START Entries provided

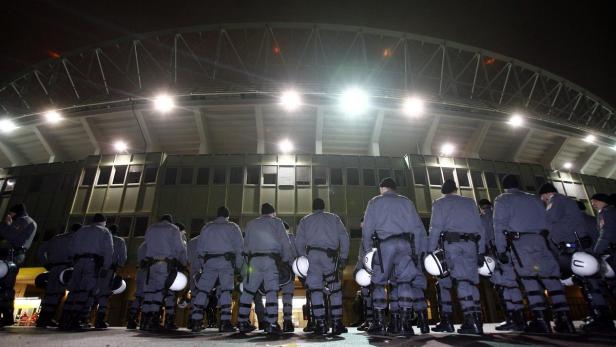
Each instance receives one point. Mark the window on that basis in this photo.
(419, 175)
(186, 175)
(477, 179)
(134, 174)
(400, 178)
(434, 173)
(119, 175)
(270, 174)
(319, 174)
(352, 177)
(171, 175)
(463, 177)
(141, 225)
(88, 176)
(203, 175)
(124, 226)
(104, 174)
(236, 176)
(490, 180)
(369, 179)
(252, 174)
(335, 177)
(220, 175)
(302, 175)
(150, 174)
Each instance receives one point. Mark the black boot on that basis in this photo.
(445, 325)
(377, 326)
(406, 326)
(473, 324)
(422, 321)
(287, 326)
(538, 324)
(600, 321)
(338, 328)
(100, 321)
(563, 323)
(393, 328)
(226, 327)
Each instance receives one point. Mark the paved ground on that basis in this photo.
(22, 336)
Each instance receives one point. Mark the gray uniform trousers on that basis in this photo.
(538, 270)
(504, 277)
(214, 269)
(321, 272)
(398, 265)
(263, 270)
(462, 260)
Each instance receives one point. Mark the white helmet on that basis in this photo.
(300, 266)
(179, 283)
(487, 269)
(362, 277)
(436, 265)
(606, 270)
(584, 264)
(368, 260)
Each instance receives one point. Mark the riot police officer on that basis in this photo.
(55, 256)
(105, 283)
(267, 246)
(92, 246)
(391, 223)
(165, 256)
(322, 238)
(455, 226)
(519, 227)
(220, 250)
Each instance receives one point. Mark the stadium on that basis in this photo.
(185, 120)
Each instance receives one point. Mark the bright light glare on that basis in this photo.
(163, 103)
(590, 138)
(290, 100)
(286, 146)
(516, 120)
(413, 106)
(53, 117)
(447, 149)
(354, 101)
(7, 125)
(120, 146)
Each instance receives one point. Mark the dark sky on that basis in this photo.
(576, 40)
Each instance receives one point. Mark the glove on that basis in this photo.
(503, 258)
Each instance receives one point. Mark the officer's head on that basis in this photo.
(510, 182)
(318, 204)
(166, 218)
(268, 210)
(387, 184)
(99, 219)
(449, 187)
(113, 228)
(17, 210)
(546, 191)
(222, 212)
(599, 201)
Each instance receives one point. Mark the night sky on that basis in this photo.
(576, 40)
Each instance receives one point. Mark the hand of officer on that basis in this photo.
(503, 258)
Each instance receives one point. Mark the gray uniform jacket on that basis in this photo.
(93, 239)
(324, 230)
(564, 219)
(221, 236)
(455, 213)
(267, 235)
(392, 214)
(517, 211)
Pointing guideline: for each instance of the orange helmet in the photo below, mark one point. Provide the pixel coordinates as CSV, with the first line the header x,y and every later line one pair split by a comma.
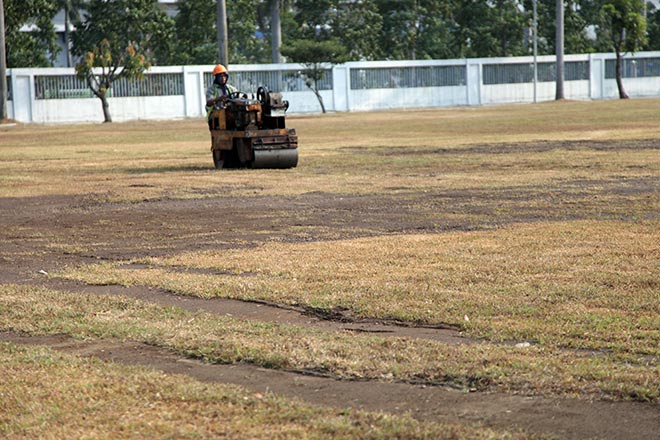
x,y
219,69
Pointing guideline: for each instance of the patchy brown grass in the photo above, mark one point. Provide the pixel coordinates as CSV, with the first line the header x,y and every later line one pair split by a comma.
x,y
49,395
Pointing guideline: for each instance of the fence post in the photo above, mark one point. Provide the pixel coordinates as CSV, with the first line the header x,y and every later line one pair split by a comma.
x,y
473,82
340,86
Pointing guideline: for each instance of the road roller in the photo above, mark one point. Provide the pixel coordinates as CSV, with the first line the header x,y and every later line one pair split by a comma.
x,y
251,132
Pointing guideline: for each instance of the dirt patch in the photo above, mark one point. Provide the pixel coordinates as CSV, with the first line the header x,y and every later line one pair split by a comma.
x,y
566,418
43,234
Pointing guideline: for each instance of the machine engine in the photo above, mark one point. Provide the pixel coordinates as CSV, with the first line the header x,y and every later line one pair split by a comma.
x,y
252,132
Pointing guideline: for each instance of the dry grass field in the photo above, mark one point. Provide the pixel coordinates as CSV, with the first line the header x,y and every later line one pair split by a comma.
x,y
503,260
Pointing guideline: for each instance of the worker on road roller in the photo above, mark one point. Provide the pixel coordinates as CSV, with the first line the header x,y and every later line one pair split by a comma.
x,y
218,91
248,132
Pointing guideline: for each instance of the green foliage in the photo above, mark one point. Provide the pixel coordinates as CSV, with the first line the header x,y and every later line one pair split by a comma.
x,y
625,25
653,27
119,39
486,29
38,47
196,34
314,55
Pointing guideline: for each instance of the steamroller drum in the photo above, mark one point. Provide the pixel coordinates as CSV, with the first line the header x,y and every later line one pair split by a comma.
x,y
287,158
225,159
217,159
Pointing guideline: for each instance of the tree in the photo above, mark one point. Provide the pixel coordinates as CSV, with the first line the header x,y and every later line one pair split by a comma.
x,y
653,27
489,28
37,47
118,39
315,56
626,27
71,10
221,28
196,33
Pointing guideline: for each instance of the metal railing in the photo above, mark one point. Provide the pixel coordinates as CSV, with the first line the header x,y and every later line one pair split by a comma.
x,y
70,87
524,72
275,80
634,68
406,77
8,88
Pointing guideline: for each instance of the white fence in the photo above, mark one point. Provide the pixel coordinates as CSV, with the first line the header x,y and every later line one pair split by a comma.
x,y
55,95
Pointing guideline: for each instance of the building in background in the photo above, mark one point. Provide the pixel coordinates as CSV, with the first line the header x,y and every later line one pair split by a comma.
x,y
169,6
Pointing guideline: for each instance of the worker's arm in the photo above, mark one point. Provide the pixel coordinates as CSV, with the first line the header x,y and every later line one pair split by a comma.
x,y
214,101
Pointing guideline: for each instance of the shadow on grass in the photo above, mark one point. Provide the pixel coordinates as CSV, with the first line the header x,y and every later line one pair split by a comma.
x,y
169,169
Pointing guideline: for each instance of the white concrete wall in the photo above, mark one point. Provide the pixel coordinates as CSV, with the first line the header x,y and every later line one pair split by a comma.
x,y
26,108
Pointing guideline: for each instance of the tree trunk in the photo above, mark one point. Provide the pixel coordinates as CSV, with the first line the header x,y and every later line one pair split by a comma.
x,y
221,25
619,74
106,108
315,89
275,31
67,45
559,49
3,66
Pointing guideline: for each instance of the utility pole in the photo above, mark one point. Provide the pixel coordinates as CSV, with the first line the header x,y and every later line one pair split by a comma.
x,y
3,66
559,49
534,40
275,31
223,46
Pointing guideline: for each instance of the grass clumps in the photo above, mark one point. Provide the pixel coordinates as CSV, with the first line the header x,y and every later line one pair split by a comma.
x,y
539,370
51,395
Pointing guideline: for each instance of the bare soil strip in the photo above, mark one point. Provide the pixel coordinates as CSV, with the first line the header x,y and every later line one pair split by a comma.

END Entries provided

## Required action:
Each entry above should be copied exactly. The pictures should not.

## Exercise response:
Each instance receives one point. Mark the window on that basis in this photo.
(419, 175)
(186, 175)
(477, 179)
(134, 174)
(400, 178)
(434, 173)
(119, 175)
(270, 174)
(319, 174)
(352, 177)
(171, 175)
(463, 177)
(141, 225)
(88, 176)
(203, 175)
(124, 226)
(104, 174)
(236, 176)
(490, 180)
(369, 179)
(252, 174)
(335, 177)
(220, 175)
(302, 175)
(150, 174)
Each instance receives one point. Mark the black boot on that basis in this photo.
(445, 325)
(377, 326)
(406, 326)
(473, 324)
(422, 321)
(287, 326)
(538, 324)
(600, 321)
(338, 328)
(100, 321)
(563, 323)
(393, 328)
(226, 327)
Each instance receives one point. Mark the paved ground on that basis in this photo.
(22, 336)
Each instance receives one point. Mark the gray uniform trousers on that basis in this photo.
(538, 270)
(504, 277)
(214, 269)
(321, 272)
(398, 265)
(263, 270)
(462, 260)
Each instance receives one point. Mark the white helmet on that basis in this photo.
(300, 266)
(179, 283)
(487, 269)
(362, 277)
(436, 265)
(606, 270)
(584, 264)
(368, 260)
Each instance receives one point. Mark the riot police officer on that basis in this photo.
(55, 256)
(105, 283)
(267, 246)
(92, 246)
(391, 223)
(165, 256)
(322, 238)
(455, 226)
(519, 227)
(220, 250)
Each instance receives one point. Mark the stadium on that basis in this photo.
(185, 120)
Each instance receives one point. Mark the bright light glare on that basis in this photo.
(163, 103)
(590, 138)
(290, 100)
(286, 146)
(516, 120)
(413, 106)
(53, 117)
(447, 149)
(354, 101)
(7, 125)
(120, 146)
Each instance receives one point. Mark the dark sky on that basis in this photo.
(576, 40)
Each instance receives one point. Mark the glove on that basis in this photo.
(503, 258)
Each instance receives one point. Mark the officer's head on that basis in this photo.
(510, 182)
(318, 204)
(166, 218)
(268, 210)
(387, 184)
(99, 219)
(449, 187)
(113, 228)
(17, 210)
(546, 191)
(222, 212)
(599, 201)
Each instance receives one point. Mark the night sky on that basis in this photo.
(576, 40)
Each instance receives one point. Mark the hand of officer on that basis in this photo.
(503, 258)
Each instance receives one point. Mark the gray uniform jacket on that basis in this photo.
(93, 239)
(324, 230)
(564, 219)
(221, 236)
(455, 213)
(267, 235)
(392, 214)
(517, 211)
Pointing guideline: for each instance of the orange helmet in the photo below, mark one point. Provide the pixel coordinates as CSV, with the first line the header x,y and every later line one pair split by a comma.
x,y
219,69
Pointing guideline: for each instance of the patchy brown grass in the photo above, mark one point. Provide the pixel coordinates as CSV, with the first line the header x,y and every later line one pair split by a comma.
x,y
49,395
Pointing guideline: for each instance of the fence post in the photo above, mark one point. Provide the pixel coordinates as CSV, with the first line the header x,y and every later line one pair split by a comma.
x,y
473,82
340,86
Pointing guideline: for each instance of the road roller in the photo above, mark one point. Provide the pixel coordinates as CSV, with the first line the header x,y and every later line one pair split by a comma.
x,y
251,132
Pointing guideline: for each instance of the dirt patch in the photo above, mark one point. Provide the pixel coordinates as CSV, with the first line the header x,y and every later line one pair split by a comma.
x,y
566,418
43,234
Pointing guideline: for each instance of the machine engine in the photo above, mark one point. Provide the pixel coordinates as CSV, with the first line the header x,y and every later line one pair split by a comma.
x,y
252,132
Pointing guideline: for each instance of the dry grass field in the photo above, mark one point. Provide the pixel coordinates as CSV, with the first line the header x,y and every later line one pair split by a comma.
x,y
503,260
Pointing guideline: for each instance of the worker on road roller in the photo above, mark one point. Provide the pixel coordinates as CSV, with the first line the header x,y and every later line one pair split by a comma.
x,y
218,91
248,132
Pointing guideline: for each instance of the green foliage in the photo above, mark one point. Provide the pixel coordinates as CSV, with the first line the header x,y and every later line one pair split by a comma.
x,y
625,25
653,27
119,39
486,29
38,47
196,34
314,55
Pointing guideline: for each instance of the steamroller drum in the photo above, mark one point. Provide the pixel coordinates as CSV, with the first line the header x,y and every later line one pair split by a comma.
x,y
287,158
225,159
217,159
Pointing guideline: for each instance of the tree in the photo above, mark one point. Provide the pixel coordinates as CSV, with the first line the header x,y and every later line one pair split by a comma.
x,y
653,27
489,28
37,47
118,39
315,56
626,27
71,10
221,28
196,33
Pointing guideline: for each instance of the metal railing in the photo above, mark one point. Provide the pixel coordinates as CSV, with the first line the header x,y and every later line one pair split by a comma.
x,y
70,87
524,72
275,80
634,68
406,77
8,88
Pointing guideline: for each instance of the white fence in the photo above, mark one point. Provide the pixel coordinates as CSV, with the first line the header x,y and every later line one pair split by a comma.
x,y
55,95
Pointing guideline: for each instance of the building in background in the photo above, mark one point. Provide the pixel coordinates as CSV, with the first line the header x,y and every later line one pair split by a comma.
x,y
169,6
Pointing guideline: for each instance of the worker's arm in the photo above, mark one point. Provide the pixel coordinates as CSV, with the first line the header x,y and every later line one pair split by a comma.
x,y
214,101
Pointing guideline: for each instance of the shadow on grass in the photo above, mark one point. Provide the pixel coordinates as CSV, with the first line the header x,y and every later line one pair split by a comma.
x,y
169,169
Pointing guideline: for each instance of the white concrete wall in the photo above, mark one point. Provide the pixel coordinates as CSV, with the first line the header x,y and every later line one pair split by a comma.
x,y
26,108
Pointing guideline: for each instance of the tree trunk in the photo above, mark one point. Provide the pixel coordinates as CSV, with the first line the header x,y and every later line one pair split by a comma.
x,y
221,25
619,74
106,108
315,89
275,31
67,45
559,49
3,66
Pointing guideline: for each instance of the utility pole in the photo above, mark one point. Provide the pixel coordinates as CSV, with the first line the header x,y and every later line one pair split by a comma.
x,y
3,66
559,49
534,40
275,31
223,46
Pointing guideline: for each instance of the grass clumps in the photo above, mark one point. Provide the pixel coordinates as CSV, with the first line the header x,y and every later line one pair split by a comma.
x,y
539,370
51,395
Pointing guideline: for each instance of the bare soil strip in the photo above, mark one point. Provide the pixel coordinates as CSV, with the first line the header x,y and every later line one pair split by a comma.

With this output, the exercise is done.